**WORK TO BE COMPLETED**
At the line containing "If you could place a marker on the baseboard", begin retyping, and stop after the last line of the data; add nothing.

**DATA**
- - -

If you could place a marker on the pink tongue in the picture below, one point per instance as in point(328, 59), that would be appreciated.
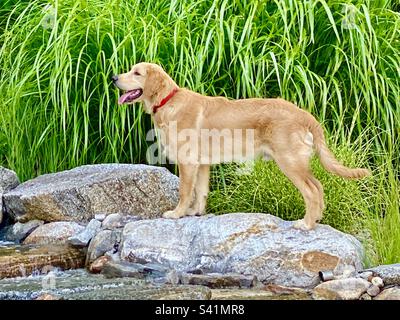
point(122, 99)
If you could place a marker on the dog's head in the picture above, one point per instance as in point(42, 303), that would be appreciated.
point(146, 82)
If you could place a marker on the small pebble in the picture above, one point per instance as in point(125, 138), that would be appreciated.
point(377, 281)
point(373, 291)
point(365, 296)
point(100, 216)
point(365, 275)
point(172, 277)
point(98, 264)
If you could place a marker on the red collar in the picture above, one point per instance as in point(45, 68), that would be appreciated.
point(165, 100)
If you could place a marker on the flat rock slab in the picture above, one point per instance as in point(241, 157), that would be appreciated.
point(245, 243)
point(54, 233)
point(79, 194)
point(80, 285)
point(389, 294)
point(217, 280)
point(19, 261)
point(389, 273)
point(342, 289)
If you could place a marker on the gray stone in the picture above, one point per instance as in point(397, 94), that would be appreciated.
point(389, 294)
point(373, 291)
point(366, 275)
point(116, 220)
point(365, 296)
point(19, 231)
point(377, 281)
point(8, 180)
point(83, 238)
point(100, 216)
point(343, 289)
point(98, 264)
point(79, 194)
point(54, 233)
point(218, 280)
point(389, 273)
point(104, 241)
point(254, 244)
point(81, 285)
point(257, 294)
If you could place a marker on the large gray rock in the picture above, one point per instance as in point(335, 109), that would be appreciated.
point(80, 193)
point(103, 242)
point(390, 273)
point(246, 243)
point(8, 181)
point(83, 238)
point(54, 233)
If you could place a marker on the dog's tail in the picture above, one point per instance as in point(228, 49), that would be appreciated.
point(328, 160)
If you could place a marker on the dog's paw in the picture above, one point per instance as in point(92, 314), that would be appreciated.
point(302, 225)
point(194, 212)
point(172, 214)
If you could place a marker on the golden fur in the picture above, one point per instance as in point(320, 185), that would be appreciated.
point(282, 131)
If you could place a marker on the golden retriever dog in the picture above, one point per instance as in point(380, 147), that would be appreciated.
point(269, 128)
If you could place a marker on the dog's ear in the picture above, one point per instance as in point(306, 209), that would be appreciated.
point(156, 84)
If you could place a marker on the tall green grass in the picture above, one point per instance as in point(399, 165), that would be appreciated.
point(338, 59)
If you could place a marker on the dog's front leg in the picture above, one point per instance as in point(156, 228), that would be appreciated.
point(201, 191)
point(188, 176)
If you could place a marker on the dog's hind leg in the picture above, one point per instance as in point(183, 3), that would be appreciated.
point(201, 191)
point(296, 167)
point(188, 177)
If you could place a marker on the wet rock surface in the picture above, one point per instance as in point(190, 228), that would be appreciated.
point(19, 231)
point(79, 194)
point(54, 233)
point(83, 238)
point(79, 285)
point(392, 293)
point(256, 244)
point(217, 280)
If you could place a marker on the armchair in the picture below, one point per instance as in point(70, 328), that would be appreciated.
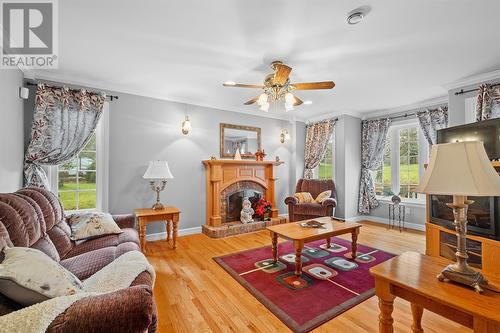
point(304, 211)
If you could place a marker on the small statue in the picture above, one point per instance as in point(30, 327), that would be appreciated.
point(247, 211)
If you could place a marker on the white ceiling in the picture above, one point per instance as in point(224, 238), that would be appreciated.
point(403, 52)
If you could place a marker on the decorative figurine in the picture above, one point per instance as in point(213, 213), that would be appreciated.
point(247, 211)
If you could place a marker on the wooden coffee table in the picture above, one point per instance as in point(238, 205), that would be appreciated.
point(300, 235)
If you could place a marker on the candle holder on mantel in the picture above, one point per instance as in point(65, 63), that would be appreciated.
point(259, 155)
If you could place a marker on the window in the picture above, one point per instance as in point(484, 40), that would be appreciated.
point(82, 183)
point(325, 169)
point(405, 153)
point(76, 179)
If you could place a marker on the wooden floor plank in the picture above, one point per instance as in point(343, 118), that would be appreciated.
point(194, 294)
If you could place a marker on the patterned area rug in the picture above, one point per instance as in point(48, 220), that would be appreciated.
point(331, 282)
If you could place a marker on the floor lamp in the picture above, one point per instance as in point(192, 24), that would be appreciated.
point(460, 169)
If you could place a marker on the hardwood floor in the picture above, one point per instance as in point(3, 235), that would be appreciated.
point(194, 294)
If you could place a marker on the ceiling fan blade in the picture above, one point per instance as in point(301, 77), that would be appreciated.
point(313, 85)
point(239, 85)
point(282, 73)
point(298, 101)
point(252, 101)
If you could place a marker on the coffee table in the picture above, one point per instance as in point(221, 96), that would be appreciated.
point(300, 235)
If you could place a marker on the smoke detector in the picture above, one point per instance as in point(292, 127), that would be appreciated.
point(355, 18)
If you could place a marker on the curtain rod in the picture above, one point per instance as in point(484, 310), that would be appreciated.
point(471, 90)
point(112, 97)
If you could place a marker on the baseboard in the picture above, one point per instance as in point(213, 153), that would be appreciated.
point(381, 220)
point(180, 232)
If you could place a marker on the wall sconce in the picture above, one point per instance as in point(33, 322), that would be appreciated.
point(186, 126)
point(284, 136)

- - -

**EXPECTED ANSWER**
If you could place a marker on the baseboard in the picture above, one point per instance as in point(213, 153), that would be appreciated.
point(381, 220)
point(180, 232)
If you could place a marker on the wall sconce in the picture above, one point per instance as in point(33, 322), that would be appreciated.
point(186, 126)
point(284, 136)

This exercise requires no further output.